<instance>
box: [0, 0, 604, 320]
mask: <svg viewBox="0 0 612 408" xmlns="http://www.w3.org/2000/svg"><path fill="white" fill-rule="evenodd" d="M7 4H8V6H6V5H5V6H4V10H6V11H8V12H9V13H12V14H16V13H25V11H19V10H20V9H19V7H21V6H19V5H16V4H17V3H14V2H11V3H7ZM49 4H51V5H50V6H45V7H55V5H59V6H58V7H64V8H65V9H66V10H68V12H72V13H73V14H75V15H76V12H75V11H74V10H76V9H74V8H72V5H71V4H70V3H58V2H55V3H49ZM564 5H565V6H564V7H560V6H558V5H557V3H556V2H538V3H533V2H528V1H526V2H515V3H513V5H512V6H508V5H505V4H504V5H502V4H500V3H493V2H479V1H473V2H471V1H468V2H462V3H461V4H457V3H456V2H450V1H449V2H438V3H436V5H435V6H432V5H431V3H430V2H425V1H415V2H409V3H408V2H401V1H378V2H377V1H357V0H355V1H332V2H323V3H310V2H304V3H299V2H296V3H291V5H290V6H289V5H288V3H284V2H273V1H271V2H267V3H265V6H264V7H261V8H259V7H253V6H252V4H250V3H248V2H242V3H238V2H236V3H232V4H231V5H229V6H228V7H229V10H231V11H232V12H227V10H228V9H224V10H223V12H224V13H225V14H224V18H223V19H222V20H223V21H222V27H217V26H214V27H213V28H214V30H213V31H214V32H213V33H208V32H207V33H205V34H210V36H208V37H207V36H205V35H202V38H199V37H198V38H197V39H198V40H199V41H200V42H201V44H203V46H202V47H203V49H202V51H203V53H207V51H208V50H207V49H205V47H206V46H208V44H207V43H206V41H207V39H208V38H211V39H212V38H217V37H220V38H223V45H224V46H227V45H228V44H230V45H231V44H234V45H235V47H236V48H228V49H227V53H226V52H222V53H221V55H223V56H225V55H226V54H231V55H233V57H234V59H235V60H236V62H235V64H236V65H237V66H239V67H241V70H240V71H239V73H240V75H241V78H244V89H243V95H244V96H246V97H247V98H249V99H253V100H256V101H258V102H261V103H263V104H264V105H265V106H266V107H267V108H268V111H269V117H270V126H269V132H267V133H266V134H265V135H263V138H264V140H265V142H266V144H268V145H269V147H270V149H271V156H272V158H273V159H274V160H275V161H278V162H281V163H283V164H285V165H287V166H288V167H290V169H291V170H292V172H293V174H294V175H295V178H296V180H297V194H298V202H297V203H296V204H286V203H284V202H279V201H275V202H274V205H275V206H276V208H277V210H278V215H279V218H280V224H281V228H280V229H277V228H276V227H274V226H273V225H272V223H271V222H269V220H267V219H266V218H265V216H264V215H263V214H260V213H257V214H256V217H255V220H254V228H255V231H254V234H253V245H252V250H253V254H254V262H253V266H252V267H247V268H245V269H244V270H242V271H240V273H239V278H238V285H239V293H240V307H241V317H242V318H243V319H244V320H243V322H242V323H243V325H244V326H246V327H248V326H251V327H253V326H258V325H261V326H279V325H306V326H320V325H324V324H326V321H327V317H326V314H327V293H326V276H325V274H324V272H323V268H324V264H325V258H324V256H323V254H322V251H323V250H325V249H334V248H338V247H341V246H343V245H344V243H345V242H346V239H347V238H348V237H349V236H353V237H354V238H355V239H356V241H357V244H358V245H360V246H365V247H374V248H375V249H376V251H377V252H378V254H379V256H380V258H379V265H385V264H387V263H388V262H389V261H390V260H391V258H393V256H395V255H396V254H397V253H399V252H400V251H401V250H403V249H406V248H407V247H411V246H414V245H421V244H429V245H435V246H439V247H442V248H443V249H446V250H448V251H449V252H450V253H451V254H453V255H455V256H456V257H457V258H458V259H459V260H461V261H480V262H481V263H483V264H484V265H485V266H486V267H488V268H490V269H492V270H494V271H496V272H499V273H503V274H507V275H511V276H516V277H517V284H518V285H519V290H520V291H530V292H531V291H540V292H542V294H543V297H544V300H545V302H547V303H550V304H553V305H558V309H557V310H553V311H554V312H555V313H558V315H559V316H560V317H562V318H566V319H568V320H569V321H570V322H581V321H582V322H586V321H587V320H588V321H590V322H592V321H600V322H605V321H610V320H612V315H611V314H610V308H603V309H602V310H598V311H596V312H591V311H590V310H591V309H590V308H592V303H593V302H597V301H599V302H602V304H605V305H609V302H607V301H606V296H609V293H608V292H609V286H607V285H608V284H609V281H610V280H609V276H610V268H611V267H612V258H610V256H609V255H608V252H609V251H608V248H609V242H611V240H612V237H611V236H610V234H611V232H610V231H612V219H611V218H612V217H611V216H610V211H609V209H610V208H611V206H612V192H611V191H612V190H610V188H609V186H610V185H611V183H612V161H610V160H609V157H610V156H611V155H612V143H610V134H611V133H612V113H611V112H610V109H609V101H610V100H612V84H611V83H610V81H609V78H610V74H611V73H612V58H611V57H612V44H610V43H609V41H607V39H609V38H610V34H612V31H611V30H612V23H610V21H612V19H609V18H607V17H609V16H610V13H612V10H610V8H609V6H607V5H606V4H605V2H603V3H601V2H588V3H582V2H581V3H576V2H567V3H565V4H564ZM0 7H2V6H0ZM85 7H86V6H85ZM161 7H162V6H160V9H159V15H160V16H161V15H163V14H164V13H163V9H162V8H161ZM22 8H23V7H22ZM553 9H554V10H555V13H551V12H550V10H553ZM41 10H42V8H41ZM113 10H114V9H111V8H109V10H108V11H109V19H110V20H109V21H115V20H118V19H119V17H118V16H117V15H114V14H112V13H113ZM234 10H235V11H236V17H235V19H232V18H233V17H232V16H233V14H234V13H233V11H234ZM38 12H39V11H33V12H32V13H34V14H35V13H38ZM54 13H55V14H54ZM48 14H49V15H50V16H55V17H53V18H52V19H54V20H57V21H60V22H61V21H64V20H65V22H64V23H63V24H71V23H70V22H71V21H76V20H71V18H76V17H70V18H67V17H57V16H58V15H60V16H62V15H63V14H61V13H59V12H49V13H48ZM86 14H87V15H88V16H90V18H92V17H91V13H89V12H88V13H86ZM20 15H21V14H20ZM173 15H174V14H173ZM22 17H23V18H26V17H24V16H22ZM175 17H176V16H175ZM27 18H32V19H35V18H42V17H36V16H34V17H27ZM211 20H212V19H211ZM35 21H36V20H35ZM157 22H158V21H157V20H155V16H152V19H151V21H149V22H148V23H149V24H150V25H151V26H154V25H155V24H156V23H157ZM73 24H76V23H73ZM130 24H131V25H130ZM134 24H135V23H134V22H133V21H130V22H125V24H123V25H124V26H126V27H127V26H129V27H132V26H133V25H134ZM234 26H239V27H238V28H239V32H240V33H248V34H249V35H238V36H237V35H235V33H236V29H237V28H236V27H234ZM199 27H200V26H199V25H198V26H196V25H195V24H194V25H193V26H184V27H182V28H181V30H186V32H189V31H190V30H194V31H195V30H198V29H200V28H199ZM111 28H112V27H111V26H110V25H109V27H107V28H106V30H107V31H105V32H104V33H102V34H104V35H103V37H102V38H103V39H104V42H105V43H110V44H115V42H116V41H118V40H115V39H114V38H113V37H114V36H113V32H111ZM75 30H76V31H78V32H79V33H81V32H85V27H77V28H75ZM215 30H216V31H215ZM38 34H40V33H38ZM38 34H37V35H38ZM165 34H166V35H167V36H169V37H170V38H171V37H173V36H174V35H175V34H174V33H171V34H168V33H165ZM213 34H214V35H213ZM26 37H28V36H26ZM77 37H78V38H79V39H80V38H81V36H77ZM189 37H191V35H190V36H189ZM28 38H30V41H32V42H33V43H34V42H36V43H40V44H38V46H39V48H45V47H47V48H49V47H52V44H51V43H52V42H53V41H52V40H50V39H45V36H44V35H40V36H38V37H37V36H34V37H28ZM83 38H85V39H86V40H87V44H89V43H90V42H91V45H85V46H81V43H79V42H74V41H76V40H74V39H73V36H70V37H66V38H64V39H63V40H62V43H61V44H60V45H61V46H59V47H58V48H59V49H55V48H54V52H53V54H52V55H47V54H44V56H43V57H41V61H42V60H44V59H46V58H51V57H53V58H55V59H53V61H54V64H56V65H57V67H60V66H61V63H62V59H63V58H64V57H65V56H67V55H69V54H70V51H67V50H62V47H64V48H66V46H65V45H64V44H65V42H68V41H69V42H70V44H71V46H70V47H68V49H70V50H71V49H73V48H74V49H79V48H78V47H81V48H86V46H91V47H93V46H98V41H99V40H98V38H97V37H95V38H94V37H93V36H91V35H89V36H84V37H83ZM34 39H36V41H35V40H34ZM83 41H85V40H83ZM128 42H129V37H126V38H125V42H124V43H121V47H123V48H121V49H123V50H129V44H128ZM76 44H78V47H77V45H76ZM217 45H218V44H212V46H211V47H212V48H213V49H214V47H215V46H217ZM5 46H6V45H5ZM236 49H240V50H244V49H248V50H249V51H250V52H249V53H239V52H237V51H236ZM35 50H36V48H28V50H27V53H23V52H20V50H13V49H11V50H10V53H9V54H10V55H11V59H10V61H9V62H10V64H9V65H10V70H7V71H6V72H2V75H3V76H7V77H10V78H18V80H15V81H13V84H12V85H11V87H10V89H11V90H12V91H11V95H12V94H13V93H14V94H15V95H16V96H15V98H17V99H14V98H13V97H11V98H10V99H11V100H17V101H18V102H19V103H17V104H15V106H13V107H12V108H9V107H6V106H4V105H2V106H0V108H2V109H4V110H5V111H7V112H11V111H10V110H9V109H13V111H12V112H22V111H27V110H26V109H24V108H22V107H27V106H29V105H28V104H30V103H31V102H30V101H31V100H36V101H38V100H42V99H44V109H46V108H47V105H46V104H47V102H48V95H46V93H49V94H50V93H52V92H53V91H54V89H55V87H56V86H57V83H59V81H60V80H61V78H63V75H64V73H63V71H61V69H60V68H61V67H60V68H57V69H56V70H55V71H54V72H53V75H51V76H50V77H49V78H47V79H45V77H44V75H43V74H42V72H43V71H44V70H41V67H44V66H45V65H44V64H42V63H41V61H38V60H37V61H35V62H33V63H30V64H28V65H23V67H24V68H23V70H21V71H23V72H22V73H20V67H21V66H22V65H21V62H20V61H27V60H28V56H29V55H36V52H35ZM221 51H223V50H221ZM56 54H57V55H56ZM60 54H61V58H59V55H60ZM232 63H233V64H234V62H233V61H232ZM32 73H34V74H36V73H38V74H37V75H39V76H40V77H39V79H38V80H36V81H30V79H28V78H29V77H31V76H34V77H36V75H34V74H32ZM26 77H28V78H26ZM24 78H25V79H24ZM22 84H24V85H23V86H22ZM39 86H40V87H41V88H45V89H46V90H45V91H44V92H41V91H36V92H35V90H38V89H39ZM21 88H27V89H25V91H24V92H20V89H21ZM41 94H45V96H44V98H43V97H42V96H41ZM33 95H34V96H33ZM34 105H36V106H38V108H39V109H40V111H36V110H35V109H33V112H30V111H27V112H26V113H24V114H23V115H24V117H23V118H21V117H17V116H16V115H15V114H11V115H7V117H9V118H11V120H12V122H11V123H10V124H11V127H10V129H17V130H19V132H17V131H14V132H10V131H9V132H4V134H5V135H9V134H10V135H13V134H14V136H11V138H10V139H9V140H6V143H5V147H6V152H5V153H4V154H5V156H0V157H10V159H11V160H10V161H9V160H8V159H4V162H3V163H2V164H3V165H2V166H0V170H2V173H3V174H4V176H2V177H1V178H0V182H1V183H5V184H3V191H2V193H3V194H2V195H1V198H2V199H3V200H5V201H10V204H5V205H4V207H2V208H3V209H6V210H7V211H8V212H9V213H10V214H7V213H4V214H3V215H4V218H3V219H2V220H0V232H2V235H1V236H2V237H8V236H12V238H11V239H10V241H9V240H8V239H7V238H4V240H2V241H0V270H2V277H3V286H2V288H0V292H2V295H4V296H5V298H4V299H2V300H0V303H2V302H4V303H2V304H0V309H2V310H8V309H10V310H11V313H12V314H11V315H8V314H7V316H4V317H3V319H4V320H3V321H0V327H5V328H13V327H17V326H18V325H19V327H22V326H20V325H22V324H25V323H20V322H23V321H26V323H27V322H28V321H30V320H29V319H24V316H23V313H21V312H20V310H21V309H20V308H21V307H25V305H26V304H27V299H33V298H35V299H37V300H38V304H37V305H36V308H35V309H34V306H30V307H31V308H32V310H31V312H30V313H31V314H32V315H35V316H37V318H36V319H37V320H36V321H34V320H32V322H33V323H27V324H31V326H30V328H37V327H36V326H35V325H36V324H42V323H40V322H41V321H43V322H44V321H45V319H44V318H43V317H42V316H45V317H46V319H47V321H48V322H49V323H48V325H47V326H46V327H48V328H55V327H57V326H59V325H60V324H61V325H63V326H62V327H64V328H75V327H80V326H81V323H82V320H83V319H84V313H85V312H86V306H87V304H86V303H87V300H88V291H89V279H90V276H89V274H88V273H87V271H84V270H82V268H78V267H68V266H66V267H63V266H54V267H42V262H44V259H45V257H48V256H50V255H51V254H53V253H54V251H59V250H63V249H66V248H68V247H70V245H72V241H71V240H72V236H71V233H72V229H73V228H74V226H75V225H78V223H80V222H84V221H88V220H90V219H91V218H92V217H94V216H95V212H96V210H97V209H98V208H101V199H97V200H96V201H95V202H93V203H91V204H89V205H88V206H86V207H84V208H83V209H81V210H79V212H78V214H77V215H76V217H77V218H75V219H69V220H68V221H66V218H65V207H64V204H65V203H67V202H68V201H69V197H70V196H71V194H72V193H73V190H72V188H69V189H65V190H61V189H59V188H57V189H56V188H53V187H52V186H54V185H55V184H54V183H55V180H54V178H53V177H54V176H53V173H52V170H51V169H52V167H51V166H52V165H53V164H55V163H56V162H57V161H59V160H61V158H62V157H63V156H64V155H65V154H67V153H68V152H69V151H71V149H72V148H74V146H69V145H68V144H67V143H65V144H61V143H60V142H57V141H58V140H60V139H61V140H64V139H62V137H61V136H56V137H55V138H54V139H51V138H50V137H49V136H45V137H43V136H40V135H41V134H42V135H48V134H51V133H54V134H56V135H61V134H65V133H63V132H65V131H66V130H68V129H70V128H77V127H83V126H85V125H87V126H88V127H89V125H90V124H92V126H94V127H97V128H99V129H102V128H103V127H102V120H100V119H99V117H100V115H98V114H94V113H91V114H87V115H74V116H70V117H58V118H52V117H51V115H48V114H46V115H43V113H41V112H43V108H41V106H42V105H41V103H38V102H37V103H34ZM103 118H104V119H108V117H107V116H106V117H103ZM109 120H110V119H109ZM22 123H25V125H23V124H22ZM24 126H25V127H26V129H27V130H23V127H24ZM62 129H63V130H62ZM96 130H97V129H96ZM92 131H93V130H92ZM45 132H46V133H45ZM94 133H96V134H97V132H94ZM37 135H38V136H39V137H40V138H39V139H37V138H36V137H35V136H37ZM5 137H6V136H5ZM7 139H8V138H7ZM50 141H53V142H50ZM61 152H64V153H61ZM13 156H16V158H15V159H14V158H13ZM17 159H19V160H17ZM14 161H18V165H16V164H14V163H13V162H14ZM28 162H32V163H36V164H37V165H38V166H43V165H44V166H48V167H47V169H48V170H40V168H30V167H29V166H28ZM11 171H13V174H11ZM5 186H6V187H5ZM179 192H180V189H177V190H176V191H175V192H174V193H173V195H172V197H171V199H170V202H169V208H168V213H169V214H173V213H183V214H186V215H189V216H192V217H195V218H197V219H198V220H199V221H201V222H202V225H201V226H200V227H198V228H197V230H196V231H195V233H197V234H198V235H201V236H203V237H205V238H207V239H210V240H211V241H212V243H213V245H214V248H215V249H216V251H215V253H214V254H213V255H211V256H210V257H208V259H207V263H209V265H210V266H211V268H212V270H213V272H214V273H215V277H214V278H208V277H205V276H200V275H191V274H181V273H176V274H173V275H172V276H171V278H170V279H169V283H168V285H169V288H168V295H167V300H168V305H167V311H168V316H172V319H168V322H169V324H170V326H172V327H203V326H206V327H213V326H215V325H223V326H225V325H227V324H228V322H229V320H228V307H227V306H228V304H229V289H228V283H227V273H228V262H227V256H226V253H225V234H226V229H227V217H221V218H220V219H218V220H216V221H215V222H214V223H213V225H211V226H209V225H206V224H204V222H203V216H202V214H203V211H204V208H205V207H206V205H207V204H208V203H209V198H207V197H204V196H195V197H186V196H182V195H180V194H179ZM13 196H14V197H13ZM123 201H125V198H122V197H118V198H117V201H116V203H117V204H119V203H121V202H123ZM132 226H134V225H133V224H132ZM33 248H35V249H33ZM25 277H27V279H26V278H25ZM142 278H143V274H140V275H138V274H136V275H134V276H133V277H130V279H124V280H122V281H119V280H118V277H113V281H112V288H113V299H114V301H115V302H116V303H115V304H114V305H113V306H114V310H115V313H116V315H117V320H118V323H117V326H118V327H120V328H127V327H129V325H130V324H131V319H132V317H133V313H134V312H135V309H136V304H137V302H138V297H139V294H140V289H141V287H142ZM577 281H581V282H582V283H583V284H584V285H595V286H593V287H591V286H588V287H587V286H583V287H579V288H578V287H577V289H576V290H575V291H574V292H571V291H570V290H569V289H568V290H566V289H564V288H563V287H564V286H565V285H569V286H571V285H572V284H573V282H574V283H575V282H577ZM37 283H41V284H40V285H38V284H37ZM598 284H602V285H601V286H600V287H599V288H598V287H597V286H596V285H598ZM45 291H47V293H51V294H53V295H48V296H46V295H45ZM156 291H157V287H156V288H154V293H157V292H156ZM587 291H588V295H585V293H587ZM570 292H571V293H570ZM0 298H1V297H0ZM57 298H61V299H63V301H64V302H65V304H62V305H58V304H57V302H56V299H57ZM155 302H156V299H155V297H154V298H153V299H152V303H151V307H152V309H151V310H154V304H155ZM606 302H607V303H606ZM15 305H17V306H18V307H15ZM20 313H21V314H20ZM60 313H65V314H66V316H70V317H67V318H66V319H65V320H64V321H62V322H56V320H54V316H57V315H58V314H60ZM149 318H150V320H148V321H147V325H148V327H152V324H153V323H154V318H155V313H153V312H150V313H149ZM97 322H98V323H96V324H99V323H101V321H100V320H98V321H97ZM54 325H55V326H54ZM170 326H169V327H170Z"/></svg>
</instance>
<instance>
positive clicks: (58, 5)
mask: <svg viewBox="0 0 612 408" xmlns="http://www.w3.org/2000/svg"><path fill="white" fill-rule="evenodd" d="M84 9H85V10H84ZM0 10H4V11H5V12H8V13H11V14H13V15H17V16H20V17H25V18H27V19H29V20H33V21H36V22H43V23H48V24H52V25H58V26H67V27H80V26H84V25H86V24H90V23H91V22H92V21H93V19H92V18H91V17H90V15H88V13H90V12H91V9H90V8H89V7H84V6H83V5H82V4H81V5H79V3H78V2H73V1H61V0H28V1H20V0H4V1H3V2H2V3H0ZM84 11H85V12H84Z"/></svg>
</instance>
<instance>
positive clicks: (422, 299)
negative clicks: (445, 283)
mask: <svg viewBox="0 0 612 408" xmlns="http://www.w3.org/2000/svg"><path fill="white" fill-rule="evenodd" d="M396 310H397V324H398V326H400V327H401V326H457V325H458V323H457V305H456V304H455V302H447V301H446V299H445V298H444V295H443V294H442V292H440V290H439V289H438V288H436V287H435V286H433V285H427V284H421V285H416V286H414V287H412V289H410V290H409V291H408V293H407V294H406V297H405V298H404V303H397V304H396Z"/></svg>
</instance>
════
**What to do:**
From the entries above, copy each line that holds "positive".

**Answer for the task:**
positive clicks: (58, 5)
positive clicks: (422, 299)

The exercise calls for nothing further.